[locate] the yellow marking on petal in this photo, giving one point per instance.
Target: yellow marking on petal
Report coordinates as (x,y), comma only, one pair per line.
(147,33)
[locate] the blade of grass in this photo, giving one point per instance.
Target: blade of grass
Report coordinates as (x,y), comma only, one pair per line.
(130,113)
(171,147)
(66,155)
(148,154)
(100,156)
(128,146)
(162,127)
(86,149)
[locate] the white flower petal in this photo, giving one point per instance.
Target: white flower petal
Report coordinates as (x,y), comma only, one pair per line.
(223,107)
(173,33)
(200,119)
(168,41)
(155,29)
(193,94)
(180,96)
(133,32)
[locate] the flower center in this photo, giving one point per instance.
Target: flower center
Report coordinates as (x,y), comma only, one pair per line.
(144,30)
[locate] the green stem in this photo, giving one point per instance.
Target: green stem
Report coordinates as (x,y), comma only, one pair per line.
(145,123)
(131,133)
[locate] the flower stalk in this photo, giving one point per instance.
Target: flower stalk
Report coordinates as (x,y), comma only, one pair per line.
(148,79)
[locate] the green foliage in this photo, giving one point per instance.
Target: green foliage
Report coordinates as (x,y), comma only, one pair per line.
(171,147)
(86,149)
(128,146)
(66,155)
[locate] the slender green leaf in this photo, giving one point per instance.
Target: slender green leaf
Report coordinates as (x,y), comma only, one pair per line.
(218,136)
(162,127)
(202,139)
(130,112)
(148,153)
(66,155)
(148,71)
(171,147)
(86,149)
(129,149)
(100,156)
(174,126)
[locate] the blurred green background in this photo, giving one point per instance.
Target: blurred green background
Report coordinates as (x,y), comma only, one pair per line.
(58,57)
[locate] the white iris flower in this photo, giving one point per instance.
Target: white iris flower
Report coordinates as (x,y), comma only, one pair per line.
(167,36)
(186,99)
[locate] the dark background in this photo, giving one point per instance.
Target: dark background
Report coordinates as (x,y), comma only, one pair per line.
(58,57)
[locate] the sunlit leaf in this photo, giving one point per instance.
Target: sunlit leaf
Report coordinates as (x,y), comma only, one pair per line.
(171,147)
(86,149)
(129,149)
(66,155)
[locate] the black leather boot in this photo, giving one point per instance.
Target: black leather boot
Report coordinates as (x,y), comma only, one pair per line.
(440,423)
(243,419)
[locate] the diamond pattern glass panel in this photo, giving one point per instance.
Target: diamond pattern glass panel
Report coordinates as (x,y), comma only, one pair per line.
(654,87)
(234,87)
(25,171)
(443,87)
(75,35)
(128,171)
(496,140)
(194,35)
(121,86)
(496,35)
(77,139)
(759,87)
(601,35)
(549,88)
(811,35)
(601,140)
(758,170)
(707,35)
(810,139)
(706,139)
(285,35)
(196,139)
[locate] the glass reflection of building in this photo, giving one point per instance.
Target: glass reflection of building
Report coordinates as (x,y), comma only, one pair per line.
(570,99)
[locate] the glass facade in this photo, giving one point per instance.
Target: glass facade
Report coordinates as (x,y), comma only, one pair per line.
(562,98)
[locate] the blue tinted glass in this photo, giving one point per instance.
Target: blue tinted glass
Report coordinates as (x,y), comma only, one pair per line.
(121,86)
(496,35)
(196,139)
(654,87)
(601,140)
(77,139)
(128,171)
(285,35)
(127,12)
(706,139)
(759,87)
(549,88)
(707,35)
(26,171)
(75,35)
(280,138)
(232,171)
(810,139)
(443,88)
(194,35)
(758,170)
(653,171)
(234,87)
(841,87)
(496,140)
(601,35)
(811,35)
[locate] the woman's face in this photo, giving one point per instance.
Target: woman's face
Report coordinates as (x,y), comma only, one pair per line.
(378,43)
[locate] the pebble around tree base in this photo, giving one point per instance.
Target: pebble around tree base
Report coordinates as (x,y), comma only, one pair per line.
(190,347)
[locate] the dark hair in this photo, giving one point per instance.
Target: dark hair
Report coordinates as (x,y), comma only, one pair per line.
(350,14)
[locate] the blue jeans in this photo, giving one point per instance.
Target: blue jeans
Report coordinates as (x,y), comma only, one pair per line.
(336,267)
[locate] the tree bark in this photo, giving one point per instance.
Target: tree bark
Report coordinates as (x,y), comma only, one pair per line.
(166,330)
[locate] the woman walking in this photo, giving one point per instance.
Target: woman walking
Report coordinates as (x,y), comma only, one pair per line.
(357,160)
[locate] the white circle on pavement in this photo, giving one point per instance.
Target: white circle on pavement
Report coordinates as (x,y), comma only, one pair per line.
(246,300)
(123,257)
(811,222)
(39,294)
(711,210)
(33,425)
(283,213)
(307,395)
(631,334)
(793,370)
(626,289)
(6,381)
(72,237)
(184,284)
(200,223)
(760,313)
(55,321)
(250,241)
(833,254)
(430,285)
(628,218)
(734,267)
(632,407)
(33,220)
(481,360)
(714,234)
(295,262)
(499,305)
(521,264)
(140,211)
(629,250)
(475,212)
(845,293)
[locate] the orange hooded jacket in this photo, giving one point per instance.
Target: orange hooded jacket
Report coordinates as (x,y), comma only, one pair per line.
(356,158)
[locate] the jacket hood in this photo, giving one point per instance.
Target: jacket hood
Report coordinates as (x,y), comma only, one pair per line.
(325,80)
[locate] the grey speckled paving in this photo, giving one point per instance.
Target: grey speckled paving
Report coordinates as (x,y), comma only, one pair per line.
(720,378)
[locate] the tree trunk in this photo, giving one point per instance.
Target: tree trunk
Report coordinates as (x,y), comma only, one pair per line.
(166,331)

● ● ● ● ● ● ●

■ The exercise: Copy the part of the rows that opens with the line containing "[locate] the tree trunk" and closes with the last row, switching "tree trunk" to "tree stump" and leaving everything else unchanged.

■ The result:
[locate] the tree stump in this photo, giving one point per instance.
Target: tree stump
Report coordinates as (x,y), comma only, one pair per line.
(166,331)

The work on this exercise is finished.